::: Textauszug
1. Die sofortige Beschwerde des Beklagten gegen den Beschluss der 2. Zivilkammer des Landgerichts Ulm vom 21.8.2003 wird als unzulässig

verworfen.

2. Der Beklagte trägt die Kosten der Beschwerde.

3. Die Rechtsbeschwerde wird zugelassen.

Beschwerdewert: 3.000,00 EUR

Gründe

 
Mit der angefochtenen Entscheidung hatte das Landgericht das Protokoll der mündlichen Verhandlung vom 21.7.2003 dahin berichtigt, dass das im protokollierten Vergleich enthaltene Zahlungsdatum 31. August 2003 statt 31. August 2004 lauten müsse. Die dagegen gerichtete sofortige Beschwerde des Beklagten ist nicht statthaft (§ 572 Abs. 2 ZPO).
Gemäß § 567 Abs. 1 ZPO findet die sofortige Beschwerde statt, wenn dies im Gesetz ausdrücklich bestimmt ist oder es sich um eine Entscheidung handelt, durch die ein Gesuch zurückgewiesen worden ist. Keine der Alternativen ist hier gegeben. § 164 ZPO, der die Protokollberichtigung regelt, sieht eine Beschwerdemöglichkeit nicht vor. Ebenso wenig richtet sich die sofortige Beschwerde gegen eine ablehnende Entscheidung. Das Landgericht hat (von Amts wegen) abgeändert, ein Tätigwerden also gerade nicht abgelehnt.
::::::
::: Vorliegende Angaben
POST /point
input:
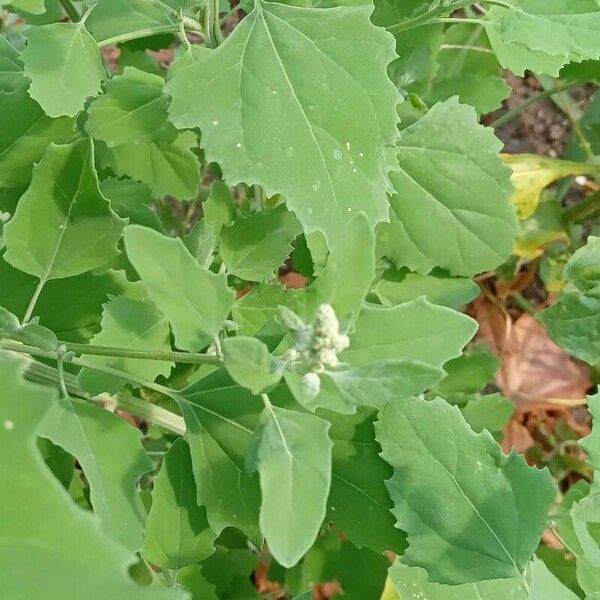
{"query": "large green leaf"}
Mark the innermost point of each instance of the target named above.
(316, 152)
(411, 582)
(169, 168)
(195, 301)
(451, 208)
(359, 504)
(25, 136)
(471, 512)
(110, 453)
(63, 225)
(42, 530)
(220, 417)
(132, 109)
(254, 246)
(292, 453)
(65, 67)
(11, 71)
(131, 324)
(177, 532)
::::::
Arbeitsaufträge
1. Beantworte anhand des Textauszugs zur Protokollberichtigung diese Fragen:
(a) Welches Gericht hat den angefochtenen Beschluss gefasst?
(b) Welches Zahlungsdatum soll nach der Berichtigung im protokollierten Vergleich stehen?
(c) Welcher Paragraf regelt die Protokollberichtigung?
2. Führe den Textauszug zur Protokollberichtigung nach seinem letzten Satz weiter.
Die Datensätze stammen aus einer anderen Quelle.

Gegebene Antworten
1.
(a) Die 2. Zivilkammer des Landgerichts Ulm
(b) Der 31. August 2003 statt des 31. August 2004
(c) § 164 ZPO

2.
Auch ein außerordentlicher Rechtsbehelf ist nicht gegeben. Zu Unrecht beruft sich der Beklagte auf die Verletzung rechtlichen Gehörs (§ 164 Abs. 2 ZPO, Art. 103 Abs. 1 GG). Sein Vortrag, die Verfügung des Landgerichts vom 6.8.2003, mit welcher den Parteien Gelegenheit zur Stellungnahme zu der beabsichtigten Berichtigung bis 20.8.2003 gegeben worden war, habe ihn erst am 18.8.2003 erreicht, ist zwar nicht zu widerlegen. Doch ergibt sich daraus keine Rechtsverletzung, zumal der Beklagte anwaltlich vertreten war. Wenn eine Stellungnahme innerhalb der verbleibenden Frist nicht abgegeben werden konnte, bestand die Möglichkeit und auch Verpflichtung des Prozessbevollmächtigten, das Gericht auf die lange Postlaufzeit hinzuweisen und Fristverlängerung zu beantragen.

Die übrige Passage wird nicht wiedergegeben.